_WRITTEN INSTRUCTION_
Print the records below, unchanged, from the line with "Which pixel sits on the bush" through the end of the records.

Stored data entries:

========================

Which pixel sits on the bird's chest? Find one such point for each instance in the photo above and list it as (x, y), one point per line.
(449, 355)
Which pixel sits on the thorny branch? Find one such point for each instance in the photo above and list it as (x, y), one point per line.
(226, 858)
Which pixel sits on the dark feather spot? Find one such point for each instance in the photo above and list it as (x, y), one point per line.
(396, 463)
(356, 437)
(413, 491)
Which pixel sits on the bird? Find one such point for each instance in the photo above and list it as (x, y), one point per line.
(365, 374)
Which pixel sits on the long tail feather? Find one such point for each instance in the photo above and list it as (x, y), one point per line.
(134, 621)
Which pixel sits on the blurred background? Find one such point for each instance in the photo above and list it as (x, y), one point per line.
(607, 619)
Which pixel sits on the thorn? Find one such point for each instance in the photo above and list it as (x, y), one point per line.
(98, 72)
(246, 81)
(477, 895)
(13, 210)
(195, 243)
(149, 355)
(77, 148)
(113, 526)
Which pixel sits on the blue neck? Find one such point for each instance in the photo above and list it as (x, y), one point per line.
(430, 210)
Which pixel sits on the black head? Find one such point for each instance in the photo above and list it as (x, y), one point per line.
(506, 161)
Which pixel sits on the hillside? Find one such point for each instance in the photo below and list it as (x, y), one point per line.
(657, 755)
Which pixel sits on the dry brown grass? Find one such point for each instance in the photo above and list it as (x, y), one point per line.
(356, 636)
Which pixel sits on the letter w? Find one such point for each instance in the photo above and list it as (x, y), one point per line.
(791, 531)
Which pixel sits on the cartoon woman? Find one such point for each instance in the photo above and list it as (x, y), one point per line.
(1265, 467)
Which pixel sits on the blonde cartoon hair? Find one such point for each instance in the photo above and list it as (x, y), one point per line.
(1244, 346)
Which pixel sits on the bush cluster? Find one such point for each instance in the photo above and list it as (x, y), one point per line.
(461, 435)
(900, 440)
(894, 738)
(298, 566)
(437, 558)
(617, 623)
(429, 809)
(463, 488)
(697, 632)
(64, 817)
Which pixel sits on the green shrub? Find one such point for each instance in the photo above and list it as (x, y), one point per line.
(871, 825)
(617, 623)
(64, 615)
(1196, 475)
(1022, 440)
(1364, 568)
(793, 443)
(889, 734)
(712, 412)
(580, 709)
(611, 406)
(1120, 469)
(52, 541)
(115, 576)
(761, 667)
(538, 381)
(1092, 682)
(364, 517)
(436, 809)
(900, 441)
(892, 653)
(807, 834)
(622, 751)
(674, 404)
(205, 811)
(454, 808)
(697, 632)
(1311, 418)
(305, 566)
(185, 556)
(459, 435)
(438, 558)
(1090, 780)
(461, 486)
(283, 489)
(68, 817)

========================

_ANSWER FOR THIS EXERCISE_
Which pixel sits on the bush cluster? Find one such point for each instance in the photo above and list it as (x, y), one point per line.
(461, 435)
(900, 440)
(894, 738)
(298, 566)
(437, 558)
(617, 623)
(429, 809)
(463, 488)
(697, 632)
(64, 817)
Which pixel sits on the green shrub? Find one such point for each instance in the photo above and list it as (x, y), one point per line.
(871, 825)
(617, 623)
(64, 615)
(1196, 475)
(1022, 440)
(1364, 568)
(793, 443)
(889, 734)
(712, 412)
(580, 709)
(611, 406)
(1120, 469)
(52, 541)
(115, 576)
(761, 667)
(538, 381)
(1092, 682)
(364, 517)
(436, 809)
(900, 441)
(892, 653)
(807, 834)
(622, 751)
(674, 404)
(205, 811)
(454, 808)
(697, 632)
(1311, 418)
(305, 566)
(185, 556)
(459, 435)
(438, 558)
(1090, 780)
(461, 486)
(283, 489)
(68, 817)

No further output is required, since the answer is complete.